» **Directive**
Rewrite every one of the lines below, swapping "this exercise" for "this task" wherever it appears and leaving everything else unchanged.

··········

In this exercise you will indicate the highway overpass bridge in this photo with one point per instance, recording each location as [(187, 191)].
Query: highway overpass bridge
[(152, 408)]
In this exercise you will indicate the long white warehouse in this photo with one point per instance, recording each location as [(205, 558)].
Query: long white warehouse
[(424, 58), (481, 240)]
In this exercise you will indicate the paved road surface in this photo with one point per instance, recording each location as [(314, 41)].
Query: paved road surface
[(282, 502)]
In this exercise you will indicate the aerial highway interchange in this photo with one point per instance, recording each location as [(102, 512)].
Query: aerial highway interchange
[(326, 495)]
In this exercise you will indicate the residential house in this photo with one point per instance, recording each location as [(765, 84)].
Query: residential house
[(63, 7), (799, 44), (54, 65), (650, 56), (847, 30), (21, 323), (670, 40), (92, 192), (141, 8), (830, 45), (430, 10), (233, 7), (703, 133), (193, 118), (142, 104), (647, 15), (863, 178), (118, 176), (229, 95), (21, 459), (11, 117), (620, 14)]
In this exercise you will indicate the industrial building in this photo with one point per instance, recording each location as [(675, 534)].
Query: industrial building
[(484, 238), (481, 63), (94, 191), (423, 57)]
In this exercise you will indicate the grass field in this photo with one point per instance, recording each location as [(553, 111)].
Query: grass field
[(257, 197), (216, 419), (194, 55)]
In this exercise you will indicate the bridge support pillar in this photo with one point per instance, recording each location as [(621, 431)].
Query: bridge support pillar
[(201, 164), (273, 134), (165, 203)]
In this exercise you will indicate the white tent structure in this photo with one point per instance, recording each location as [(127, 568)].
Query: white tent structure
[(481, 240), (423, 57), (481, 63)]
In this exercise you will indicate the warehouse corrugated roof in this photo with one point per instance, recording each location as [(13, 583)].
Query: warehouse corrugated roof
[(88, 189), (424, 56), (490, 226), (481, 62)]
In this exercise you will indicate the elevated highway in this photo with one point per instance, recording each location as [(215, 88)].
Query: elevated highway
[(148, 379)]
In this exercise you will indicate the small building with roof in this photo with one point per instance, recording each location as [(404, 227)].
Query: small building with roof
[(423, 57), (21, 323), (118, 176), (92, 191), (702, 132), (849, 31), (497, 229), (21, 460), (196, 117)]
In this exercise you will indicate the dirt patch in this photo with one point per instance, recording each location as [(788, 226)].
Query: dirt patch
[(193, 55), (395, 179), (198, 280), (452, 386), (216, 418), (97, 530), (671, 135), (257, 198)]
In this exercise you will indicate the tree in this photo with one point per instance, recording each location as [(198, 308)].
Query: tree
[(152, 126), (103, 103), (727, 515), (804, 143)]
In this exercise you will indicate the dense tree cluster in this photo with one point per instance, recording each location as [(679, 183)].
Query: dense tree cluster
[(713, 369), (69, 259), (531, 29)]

··········

» **Final result**
In this task you will indicate the highway overpass bridge in this photo with one point per instance, recording each location as [(187, 191)].
Query: highway overpass bridge
[(152, 408)]
In this task you will indicate the long white warehouse in this photo with one point per instance, recording each location as [(205, 558)].
Query: long white warehouse
[(424, 58), (481, 240)]
In this task you will indicate the paved road surface in this photo with one point per instance, recording each location as [(314, 41)].
Query: paved road surface
[(282, 502)]
In this task you will indicate the aerial highway interchange in this photo with one point per instance, recording each location as [(102, 512)].
Query: aerial highway interchange
[(326, 495)]
In this task you will indicate the residential house in this photo with one point per instance, recording each location as [(765, 84)].
Query: residential house
[(63, 7), (799, 44), (54, 65), (650, 56), (847, 30), (21, 323), (670, 40), (92, 192), (141, 8), (830, 45), (430, 10), (233, 7), (703, 133), (193, 118), (142, 104), (647, 15), (863, 178), (118, 176), (229, 95), (21, 459), (11, 117), (620, 14)]
In this task you will indicate the industrial building in this photo with one point per instance, recording each location as [(675, 534)].
Query: industrial building
[(484, 238), (481, 63), (94, 191), (423, 57)]
In this task you will indicate the grass field in this photo with one point per instance, recording each location as [(553, 111)].
Query: grass field
[(257, 197), (216, 419), (194, 55)]
In this task you will indicate the bridge support pillar in this photo with one point per instance, recording each location as [(621, 431)].
Query: bridge support pillar
[(201, 164), (273, 134), (165, 203)]
In this task you will indicate the white tent structure in this photo with one point per instance, recording each location as [(127, 568)].
Query: white tent structure
[(481, 240), (423, 57), (481, 63)]
In this task you will indicate the warehouse corrugated roof in this photo with one point per instance, recording each location as [(13, 583)].
Query: warehouse corrugated roof
[(88, 189), (424, 56), (490, 226), (481, 62)]
In this task you will indicate the elevated highway in this photo with one point per instance, recording each location as [(215, 88)].
Query: elevated highway
[(148, 379)]
In this task you will indicate the small building with roof in this photo with one point per instance, recording each location as [(404, 227)].
Query: small building with roof
[(423, 57), (21, 323), (118, 176), (92, 191), (702, 132), (849, 31), (497, 229), (21, 460), (196, 117)]
In this task you will indicate the dirt patch in this photo with one point per instance, recording each location as [(788, 226)].
Query: dirt patch
[(193, 55), (395, 179), (198, 280), (452, 386), (216, 418), (97, 530), (671, 135), (257, 198)]
In this task you will indicate the tree in this photo with one point per instance, recording each location as [(198, 308)].
Query: tree
[(152, 126), (103, 103), (727, 515), (804, 143)]
In this task you will indicate the dense tree cluster in this photo with one point per instance, recording each location as [(679, 183)].
Query: dense tree cluster
[(713, 369), (69, 259), (531, 29)]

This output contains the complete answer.